Records contained in a dataset:
----

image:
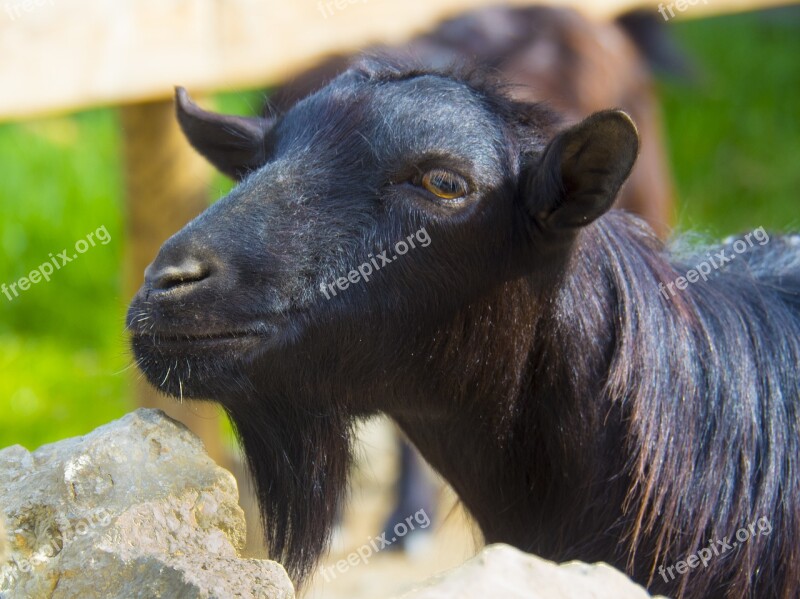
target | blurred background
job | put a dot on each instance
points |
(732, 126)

----

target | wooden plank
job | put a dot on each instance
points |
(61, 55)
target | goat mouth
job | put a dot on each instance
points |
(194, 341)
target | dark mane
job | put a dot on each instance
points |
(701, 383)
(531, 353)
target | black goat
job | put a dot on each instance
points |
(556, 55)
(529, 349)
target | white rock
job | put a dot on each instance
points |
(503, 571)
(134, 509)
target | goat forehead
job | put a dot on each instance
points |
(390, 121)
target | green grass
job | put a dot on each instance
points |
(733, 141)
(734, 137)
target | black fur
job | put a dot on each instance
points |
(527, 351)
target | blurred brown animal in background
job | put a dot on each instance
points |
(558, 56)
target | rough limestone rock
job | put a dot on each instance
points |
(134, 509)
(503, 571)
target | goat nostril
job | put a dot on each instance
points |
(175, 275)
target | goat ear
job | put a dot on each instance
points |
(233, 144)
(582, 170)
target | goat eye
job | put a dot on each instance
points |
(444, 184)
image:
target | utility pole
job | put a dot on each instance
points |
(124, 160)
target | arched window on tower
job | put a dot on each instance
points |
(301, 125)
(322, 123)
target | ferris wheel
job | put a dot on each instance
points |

----

STATED PROBLEM:
Return every line of the records that contains the word "goat", treating uppercase and lowercase letters as distinct.

CORRECT RESPONSE:
target | goat mouth
target | black goat
target | goat forehead
target | goat nostril
target | goat ear
target | goat eye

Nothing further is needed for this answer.